Render every line of the records below as a Markdown table with the columns "Row" and "Text", numbering the rows in order and omitting any blank lines.

*** Provided material

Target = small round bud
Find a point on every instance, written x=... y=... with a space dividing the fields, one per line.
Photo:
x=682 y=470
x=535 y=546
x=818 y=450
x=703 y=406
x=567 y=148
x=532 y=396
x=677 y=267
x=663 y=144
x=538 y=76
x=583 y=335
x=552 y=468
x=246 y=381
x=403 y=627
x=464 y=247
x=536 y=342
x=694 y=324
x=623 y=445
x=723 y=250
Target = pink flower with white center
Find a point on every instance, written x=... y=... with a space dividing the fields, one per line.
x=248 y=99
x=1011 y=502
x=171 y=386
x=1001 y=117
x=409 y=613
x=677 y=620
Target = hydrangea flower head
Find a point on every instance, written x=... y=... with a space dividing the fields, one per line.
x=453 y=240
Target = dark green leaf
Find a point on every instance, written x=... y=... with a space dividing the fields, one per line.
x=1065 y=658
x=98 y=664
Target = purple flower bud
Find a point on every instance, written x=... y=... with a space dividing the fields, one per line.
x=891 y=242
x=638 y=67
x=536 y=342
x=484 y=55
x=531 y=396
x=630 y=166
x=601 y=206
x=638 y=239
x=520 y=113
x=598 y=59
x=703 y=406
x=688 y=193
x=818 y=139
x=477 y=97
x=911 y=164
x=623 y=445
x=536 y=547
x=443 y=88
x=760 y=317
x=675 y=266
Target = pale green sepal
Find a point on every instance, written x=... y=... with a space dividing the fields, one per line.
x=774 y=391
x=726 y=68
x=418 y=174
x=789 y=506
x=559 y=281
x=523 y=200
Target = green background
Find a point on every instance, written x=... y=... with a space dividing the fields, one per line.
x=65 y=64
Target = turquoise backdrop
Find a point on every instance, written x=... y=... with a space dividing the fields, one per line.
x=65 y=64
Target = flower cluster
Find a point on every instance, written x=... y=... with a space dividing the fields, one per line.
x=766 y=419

******

◆ Full answer
| Row | Text |
|---|---|
| 1 | Target = small round bud |
| 2 | Find a point on every instance, written x=... y=... with a space dividing the fields, one per line. |
| 3 | Photo: |
| 4 | x=682 y=470 |
| 5 | x=535 y=546 |
| 6 | x=818 y=450 |
| 7 | x=703 y=406 |
| 8 | x=567 y=148 |
| 9 | x=532 y=396 |
| 10 | x=677 y=267 |
| 11 | x=663 y=144 |
| 12 | x=538 y=76 |
| 13 | x=583 y=335 |
| 14 | x=552 y=468 |
| 15 | x=246 y=381 |
| 16 | x=403 y=627 |
| 17 | x=464 y=247 |
| 18 | x=536 y=342 |
| 19 | x=694 y=324 |
| 20 | x=623 y=445 |
| 21 | x=723 y=250 |
| 22 | Target = pink flower with white center |
| 23 | Find a point on every instance, written x=... y=... with a space dividing the fields, one per line. |
| 24 | x=248 y=99 |
| 25 | x=1011 y=502 |
| 26 | x=171 y=386 |
| 27 | x=1001 y=117 |
| 28 | x=409 y=613 |
| 29 | x=677 y=620 |
| 30 | Target = hydrangea flower head |
| 31 | Find a point on every instance, written x=... y=... with a space dividing the fields, one per line. |
| 32 | x=453 y=240 |
| 33 | Target = dark green leaf |
| 34 | Find a point on every instance, written x=... y=... with a space dividing the fields, one per line. |
| 35 | x=1065 y=658 |
| 36 | x=98 y=664 |
| 37 | Target = purple flower bud |
| 38 | Find a point on every instance, written x=... y=... with a space dividing the fields, one per line. |
| 39 | x=891 y=242 |
| 40 | x=638 y=67 |
| 41 | x=536 y=342 |
| 42 | x=484 y=55 |
| 43 | x=531 y=396 |
| 44 | x=630 y=166 |
| 45 | x=601 y=206 |
| 46 | x=638 y=239 |
| 47 | x=520 y=113 |
| 48 | x=598 y=59 |
| 49 | x=703 y=406 |
| 50 | x=688 y=193 |
| 51 | x=818 y=139 |
| 52 | x=477 y=97 |
| 53 | x=911 y=164 |
| 54 | x=623 y=445 |
| 55 | x=536 y=547 |
| 56 | x=443 y=88 |
| 57 | x=760 y=317 |
| 58 | x=675 y=266 |
| 59 | Target = pale green sepal |
| 60 | Find a point on every instance, written x=... y=... with a space dividing the fields, one per line. |
| 61 | x=774 y=391 |
| 62 | x=726 y=68 |
| 63 | x=418 y=174 |
| 64 | x=789 y=506 |
| 65 | x=559 y=281 |
| 66 | x=523 y=200 |
| 67 | Target = green background |
| 68 | Find a point on every instance, written x=... y=... with a space dividing the fields, one per line. |
| 69 | x=65 y=64 |
| 70 | Target = turquoise backdrop |
| 71 | Find a point on every instance, written x=... y=... with a space dividing the fields, one per line. |
| 72 | x=65 y=64 |
| 73 | Target = flower cluster |
| 74 | Find a point on every instance, written x=... y=... with a space dividing the fields, one per line. |
| 75 | x=766 y=419 |